Work order: Give the entries again in full. Nothing may be altered.

....................

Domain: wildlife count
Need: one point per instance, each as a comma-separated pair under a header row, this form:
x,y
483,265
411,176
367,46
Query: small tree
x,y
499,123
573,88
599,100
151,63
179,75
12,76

....................

Result:
Domain: wildlife count
Need: one point per instance, each as a comma-separated pair under a header row, this form:
x,y
483,265
411,176
367,46
Query: small tree
x,y
499,123
573,88
599,100
151,63
179,75
12,76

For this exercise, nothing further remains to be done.